Point annotation dataset listing
===

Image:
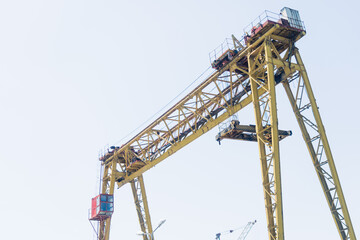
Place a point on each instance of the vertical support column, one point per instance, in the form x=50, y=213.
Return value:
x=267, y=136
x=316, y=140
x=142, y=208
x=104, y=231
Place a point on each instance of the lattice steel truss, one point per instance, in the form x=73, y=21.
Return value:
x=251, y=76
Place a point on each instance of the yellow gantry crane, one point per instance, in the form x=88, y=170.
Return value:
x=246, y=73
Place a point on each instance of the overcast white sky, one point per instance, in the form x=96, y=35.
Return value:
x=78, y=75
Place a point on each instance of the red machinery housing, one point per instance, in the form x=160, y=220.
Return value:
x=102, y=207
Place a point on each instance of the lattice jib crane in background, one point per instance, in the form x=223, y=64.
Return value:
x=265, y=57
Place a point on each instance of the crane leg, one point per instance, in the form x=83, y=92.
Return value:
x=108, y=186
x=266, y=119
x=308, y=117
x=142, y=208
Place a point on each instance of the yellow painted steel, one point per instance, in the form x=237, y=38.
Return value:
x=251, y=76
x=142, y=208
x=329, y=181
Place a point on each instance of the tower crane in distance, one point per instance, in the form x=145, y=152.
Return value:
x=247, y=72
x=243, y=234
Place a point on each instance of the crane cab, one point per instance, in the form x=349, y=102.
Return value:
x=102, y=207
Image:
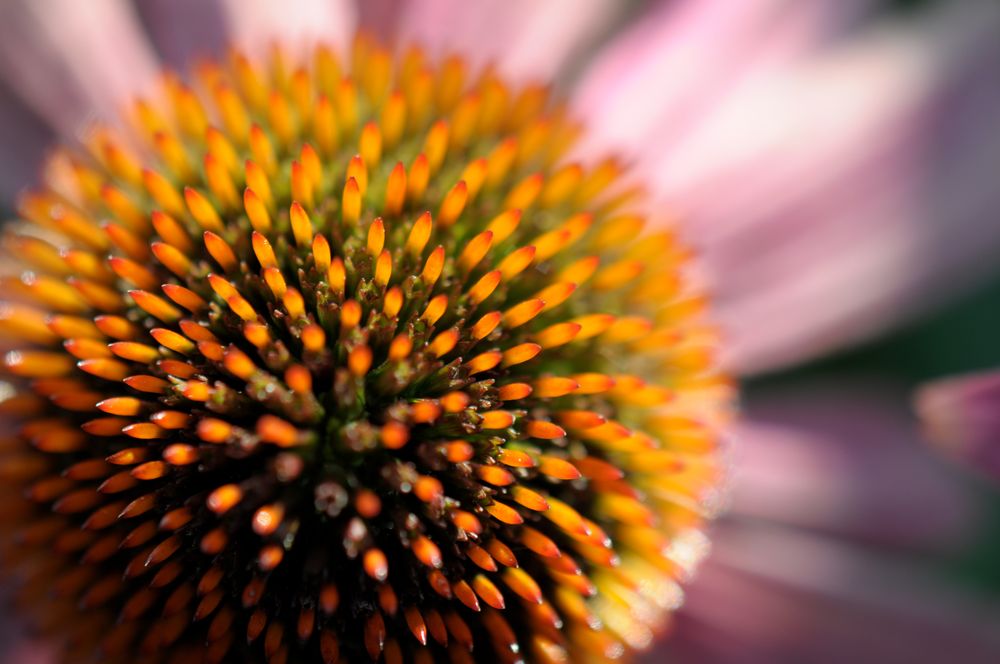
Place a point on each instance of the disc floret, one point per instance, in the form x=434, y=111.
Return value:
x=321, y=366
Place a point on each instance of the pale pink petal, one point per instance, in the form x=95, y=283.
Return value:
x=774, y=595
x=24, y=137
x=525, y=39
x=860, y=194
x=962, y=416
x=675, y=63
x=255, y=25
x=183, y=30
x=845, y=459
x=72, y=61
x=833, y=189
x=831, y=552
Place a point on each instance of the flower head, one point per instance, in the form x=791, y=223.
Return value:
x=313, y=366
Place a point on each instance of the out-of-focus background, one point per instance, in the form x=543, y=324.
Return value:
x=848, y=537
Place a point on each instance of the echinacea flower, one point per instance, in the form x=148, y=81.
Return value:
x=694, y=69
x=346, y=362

===

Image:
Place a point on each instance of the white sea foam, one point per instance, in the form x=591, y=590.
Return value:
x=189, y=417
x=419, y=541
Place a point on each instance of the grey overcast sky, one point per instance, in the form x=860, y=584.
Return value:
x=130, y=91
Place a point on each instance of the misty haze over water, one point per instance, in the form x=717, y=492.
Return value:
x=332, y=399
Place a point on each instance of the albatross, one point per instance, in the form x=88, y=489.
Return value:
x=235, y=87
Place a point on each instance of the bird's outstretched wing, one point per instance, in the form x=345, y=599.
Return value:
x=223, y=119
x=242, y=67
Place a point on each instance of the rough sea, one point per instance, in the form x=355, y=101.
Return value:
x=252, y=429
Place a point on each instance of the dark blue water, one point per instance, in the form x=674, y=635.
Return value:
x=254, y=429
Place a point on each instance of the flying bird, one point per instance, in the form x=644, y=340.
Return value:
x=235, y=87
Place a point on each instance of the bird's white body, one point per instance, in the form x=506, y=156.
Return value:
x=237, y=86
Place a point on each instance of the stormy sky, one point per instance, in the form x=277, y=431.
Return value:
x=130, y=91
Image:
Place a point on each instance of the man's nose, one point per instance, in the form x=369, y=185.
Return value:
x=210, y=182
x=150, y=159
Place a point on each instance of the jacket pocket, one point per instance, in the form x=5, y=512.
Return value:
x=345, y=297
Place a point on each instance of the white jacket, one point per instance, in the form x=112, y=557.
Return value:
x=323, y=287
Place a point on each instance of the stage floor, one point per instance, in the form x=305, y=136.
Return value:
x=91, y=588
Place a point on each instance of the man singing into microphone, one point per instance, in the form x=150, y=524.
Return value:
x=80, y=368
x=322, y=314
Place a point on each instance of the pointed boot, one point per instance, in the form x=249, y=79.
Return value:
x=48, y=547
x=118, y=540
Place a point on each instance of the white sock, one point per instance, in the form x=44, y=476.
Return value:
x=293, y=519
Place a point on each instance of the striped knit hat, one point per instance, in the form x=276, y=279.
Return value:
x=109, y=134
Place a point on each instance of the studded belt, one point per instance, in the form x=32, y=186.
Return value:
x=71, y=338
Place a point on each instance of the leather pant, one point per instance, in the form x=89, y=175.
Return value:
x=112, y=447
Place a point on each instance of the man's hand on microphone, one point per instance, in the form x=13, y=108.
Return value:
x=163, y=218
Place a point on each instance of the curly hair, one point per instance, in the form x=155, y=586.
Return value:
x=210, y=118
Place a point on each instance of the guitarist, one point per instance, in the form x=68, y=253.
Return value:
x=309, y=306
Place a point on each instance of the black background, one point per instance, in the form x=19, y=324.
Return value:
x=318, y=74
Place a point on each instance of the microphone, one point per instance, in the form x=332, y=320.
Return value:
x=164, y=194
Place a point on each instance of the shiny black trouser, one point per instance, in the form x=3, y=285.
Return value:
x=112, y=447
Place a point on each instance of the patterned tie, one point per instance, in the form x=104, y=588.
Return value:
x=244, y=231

===

Could you switch "jacket" to "coat" in the listing lines from the one containing "Place a point on each instance of the jacket" through the one containing "x=91, y=588", keeping everything else unchanged and returning only those lines?

Place a point on each instance of the coat pocket, one point per instance, in the form x=5, y=512.
Return value:
x=345, y=297
Place a point on each instance of the white coat, one point per instance, in the form x=112, y=557.
Return value:
x=323, y=287
Place a point on each instance of the stage floor, one point per instance, in the form x=305, y=136.
Return value:
x=91, y=588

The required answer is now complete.